EXTRACT =>
Tuesday, September 30, 2008

Burundanga Drug Warning

I've been receiving quite a few emails about a malicious drug called Burundanga, that's used to incapacitate victims at petrol stations. Typically the email goes like this;


Share with your sisters, daughters, nieces, mothers, female friends, EVERYONE.

NEW WARNING!! Incident has been confirmed

A man came over and offered his services as a painter to a female putting gas in her car and left his card. She said no, but accepted his card out of kindness and got in the car. The man then got into a car driven by another gentleman. As the lady left the service station and saw the men following her out of the station at the same time. Almost immediately, she started to feel dizzy and could not catch her breath. She tried to open the window and realized that the odor was on her hand; the same hand which accepted the card from the gentleman at the gas station.

She then noticed the men were immediately behind her and she felt she needed to do something at that moment. She drove into the first driveway and began to honk her horn to ask for help. The men drove away but the lady still felt pretty bad for several minutes after she could finally catch her breath. Apparently there was a substance on the card and could have seriously injured her. The drug is called 'BURUNDANGA' and it is used by people who wish to incapacitate a victim in order to steal or take advantage of them.

Four times greater than date rape drug and is transferable on simple cards. So take heed and make sure you don't accept cards at any given time alone or from someone on the streets. This applies to those making house calls and slipping you a card when they offer their services.

I did a little reseach about this drug and look what I found, thanks to urbanlegends.about.com and snopes.com.

Is there a drug called burundanga that has been used by criminals in South America to incapacitate their victims? Yes.

Do news sources confirm that burundanga has been used in recent years to commit crimes in the United States? No.

WORK TO COMPLETE =>
A – Can you condense the paragraph in the Burundanga post above that begins "She then noticed the men" into a short bulleted list that keeps its main facts?
B – How would you translate this sentence from the Burundanga post above into Spanish: "Is there a drug called burundanga that has been used by criminals in South America to incapacitate their victims?"

DATA EXCERPTS =>
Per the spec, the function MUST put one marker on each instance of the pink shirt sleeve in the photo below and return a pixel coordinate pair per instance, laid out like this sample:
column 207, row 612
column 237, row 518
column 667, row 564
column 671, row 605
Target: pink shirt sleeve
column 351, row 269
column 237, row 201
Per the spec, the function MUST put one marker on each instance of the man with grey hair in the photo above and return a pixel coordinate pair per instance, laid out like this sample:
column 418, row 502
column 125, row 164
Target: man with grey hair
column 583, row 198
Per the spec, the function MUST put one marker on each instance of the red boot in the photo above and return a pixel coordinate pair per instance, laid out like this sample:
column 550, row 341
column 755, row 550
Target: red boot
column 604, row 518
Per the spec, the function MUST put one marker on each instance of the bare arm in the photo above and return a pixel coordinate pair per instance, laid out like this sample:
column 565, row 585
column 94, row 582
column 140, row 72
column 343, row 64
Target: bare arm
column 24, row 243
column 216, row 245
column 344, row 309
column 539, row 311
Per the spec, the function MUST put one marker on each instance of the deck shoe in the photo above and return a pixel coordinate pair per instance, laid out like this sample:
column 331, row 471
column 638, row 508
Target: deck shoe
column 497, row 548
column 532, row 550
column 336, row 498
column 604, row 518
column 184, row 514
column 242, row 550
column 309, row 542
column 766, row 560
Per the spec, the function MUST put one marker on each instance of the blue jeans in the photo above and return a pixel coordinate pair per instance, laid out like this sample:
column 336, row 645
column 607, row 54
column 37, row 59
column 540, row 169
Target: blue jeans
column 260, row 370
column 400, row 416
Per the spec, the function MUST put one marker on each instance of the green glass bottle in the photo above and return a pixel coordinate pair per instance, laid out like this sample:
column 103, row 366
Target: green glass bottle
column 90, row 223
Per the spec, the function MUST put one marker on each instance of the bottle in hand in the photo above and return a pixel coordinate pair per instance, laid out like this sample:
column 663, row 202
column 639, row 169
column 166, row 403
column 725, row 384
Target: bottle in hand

ANSWERS =>
A –
- The woman saw the men right behind her and felt she had to act.
- She pulled into the first driveway and honked her horn for help.
- The men drove away. She still felt bad for several minutes after she could catch her breath again.
- A substance on the card apparently could have seriously injured her.
- The drug is called Burundanga. People use it to incapacitate a victim in order to steal from or take advantage of them.

B – ¿Existe una droga llamada burundanga que ha sido utilizada por delincuentes en Sudamérica para incapacitar a sus víctimas?